- _Work to be completed_: Print exactly the lines from the one containing "# emit a point(x, y)" through the last line of the entries below; the pictures stay out of the copy.

Data entries:
────────────────

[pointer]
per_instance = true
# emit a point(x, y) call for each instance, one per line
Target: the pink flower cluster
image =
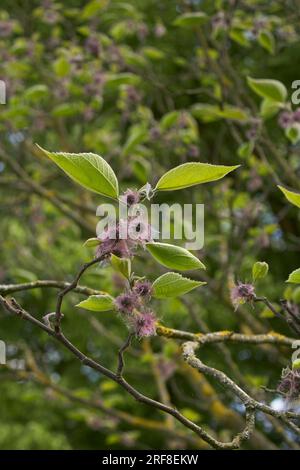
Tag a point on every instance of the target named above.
point(290, 383)
point(288, 118)
point(132, 305)
point(242, 293)
point(123, 238)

────────────────

- _Written answer_:
# emit a point(x, y) call for each instance, one per line
Target: the pink flower cluster
image =
Tag a point on every instance of the target named above.
point(290, 383)
point(288, 118)
point(132, 305)
point(242, 293)
point(123, 238)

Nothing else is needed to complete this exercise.